_INSTRUCTIONS FOR THE TASK_
Set down, word for word, the passage of the following text on Nigeria's healthcare between "It is heart" and "the thin air.", inclusive.

But my 18 years old daughter, that was a second year law undergraduate at the University of Birmingham, UK, was forcefully taken away from me by death due to lack of a ventilator in our so-called first class private hospital in a country that appears to be on a downward spiral to the bottom of the list in the global life expectancy index.

It is heart wrenching that four years after, on the first day of 2021, my good friend, Dr Ted Ikem Gbemudu, has also yielded the ghost because there was no ventilator in a major COVID-19 isolation centre in Lagos to save his precious life.

Isn’t that a testimony that nothing has changed for the better in our country?

Did President Donald Trump of the USA not recently gift about 100 ventilators to Nigeria? Chances are that, in our country where lack of accountability has been a social malaise, and even deteriorating to pandemic levels, most of the donated ventilators might have vanished into the thin air.

And being aware of the parlous state of healthcare in Nigeria, our leaders always jet off to foreign countries to seek medical attention. Obviously, it is because they are aware that with a mere N48 billion appropriated for the health sector in 2021 budget for a population in excess of 200 million, they stand zero chance of surviving even simple medical health challenges in our healthcare institutions with acute lack of, or obsolete equipment. Consequently, about $1 billion is said to be lost to medical tourism annually, as the rich travel to the western world and the not so rich journey to India and similar locations to seek medical care and in the process put pressure on our country’s treasury whose main source of inflow or replenishment is the sale of crude oil/gas and whose price in the global market has tanked.

At least, no less a personality than Health Minister, Osagie Ehanire, has acknowledged the financial hemorrhage of the nation’s treasury via medical tourism in a recent public presentation.

Given the dearth of infrastructure and personnel in our country, is anyone still wondering why Melinda Gates had predicted that Africans (Nigerians are 1 out of every 5) would be dropping dead on the streets like houseflies if the COVID-19 hits the continent with the same ferocity that it is afflicting the rest of the world?

In retrospect, l was not exaggerating when l concluded in one of my previously published opinion pieces (Nigeria Now Looks lCU – thecable June 7, 2016) that Nigeria is increasingly becoming an ICU owing to inadequate healthcare infrastructure.

Added to the prevailing alarming situation of insecurity of lives and property in our country that has seen thousands of innocent peasants and the bourgeoisie who were unable to jet off to foreign countries viciously sent to their early graves, my description of Nigeria roughly four years ago as an ICU has become more poignant, fitting and most apt today.

_SOURCE DATA_
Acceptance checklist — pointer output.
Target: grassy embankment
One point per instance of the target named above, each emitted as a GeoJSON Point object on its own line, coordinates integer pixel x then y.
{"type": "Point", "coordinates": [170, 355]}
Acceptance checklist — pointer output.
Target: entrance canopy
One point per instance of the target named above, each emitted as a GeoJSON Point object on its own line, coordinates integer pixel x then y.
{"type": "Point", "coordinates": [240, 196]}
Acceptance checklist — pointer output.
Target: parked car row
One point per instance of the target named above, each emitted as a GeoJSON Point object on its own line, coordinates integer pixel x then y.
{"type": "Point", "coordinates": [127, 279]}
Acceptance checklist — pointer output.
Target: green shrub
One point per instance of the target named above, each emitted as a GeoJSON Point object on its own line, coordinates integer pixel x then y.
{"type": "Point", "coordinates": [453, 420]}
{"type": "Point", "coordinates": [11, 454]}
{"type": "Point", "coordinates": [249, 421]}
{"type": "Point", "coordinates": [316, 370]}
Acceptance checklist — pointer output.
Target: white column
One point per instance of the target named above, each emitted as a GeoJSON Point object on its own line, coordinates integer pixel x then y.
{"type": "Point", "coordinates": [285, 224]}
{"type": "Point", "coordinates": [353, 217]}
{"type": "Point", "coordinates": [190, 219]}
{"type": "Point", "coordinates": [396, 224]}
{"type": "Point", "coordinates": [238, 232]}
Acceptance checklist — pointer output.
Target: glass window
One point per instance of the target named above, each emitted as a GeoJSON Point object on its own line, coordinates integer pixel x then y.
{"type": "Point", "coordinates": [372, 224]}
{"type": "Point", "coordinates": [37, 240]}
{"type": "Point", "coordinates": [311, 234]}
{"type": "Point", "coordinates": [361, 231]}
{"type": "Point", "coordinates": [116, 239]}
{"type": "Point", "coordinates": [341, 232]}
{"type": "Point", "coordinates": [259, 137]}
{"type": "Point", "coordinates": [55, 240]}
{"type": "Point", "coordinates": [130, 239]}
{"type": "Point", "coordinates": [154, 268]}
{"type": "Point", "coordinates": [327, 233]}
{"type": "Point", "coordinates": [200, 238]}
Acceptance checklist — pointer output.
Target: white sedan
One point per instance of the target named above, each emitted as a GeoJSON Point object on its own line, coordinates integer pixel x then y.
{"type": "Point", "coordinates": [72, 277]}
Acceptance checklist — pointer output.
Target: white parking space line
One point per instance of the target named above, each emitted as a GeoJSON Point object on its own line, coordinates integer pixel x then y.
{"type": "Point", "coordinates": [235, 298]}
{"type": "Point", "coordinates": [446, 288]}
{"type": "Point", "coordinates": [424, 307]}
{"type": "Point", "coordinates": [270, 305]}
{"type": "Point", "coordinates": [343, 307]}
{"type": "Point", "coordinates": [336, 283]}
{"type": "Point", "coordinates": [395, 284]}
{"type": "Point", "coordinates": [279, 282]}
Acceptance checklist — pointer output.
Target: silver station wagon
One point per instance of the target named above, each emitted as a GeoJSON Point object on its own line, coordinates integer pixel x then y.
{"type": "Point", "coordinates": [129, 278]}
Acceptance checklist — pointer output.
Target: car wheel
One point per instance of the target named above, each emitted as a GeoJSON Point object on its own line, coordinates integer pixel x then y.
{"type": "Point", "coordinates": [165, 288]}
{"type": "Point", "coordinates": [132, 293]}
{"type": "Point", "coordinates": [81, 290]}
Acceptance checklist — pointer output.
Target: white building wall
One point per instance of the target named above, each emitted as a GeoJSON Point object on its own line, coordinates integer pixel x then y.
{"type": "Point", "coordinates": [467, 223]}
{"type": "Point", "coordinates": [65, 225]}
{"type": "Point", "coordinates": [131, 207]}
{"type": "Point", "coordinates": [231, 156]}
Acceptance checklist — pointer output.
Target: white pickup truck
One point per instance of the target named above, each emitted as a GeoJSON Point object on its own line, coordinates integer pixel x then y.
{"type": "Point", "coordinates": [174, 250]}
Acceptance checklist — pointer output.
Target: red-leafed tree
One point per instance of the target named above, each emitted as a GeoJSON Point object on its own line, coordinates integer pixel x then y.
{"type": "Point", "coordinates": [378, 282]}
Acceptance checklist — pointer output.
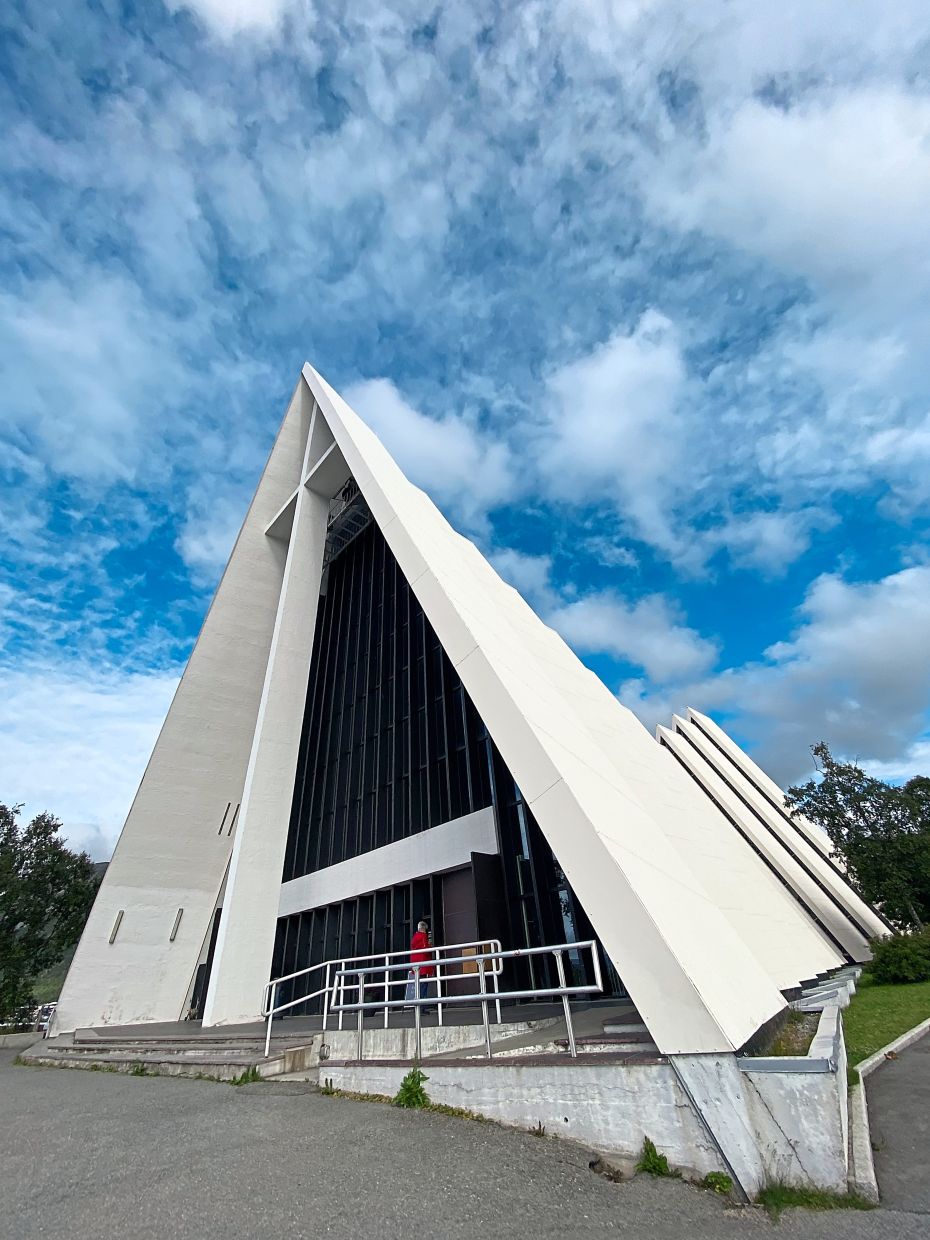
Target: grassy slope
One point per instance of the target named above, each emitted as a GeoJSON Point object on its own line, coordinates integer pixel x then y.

_EXERCISE SOLUTION_
It is heart wrenching that four years after, on the first day of 2021, my good friend, Dr Ted Ikem Gbemudu, has also yielded the ghost because there was no ventilator in a major COVID-19 isolation centre in Lagos to save his precious life.

Isn’t that a testimony that nothing has changed for the better in our country?

Did President Donald Trump of the USA not recently gift about 100 ventilators to Nigeria? Chances are that, in our country where lack of accountability has been a social malaise, and even deteriorating to pandemic levels, most of the donated ventilators might have vanished into the thin air.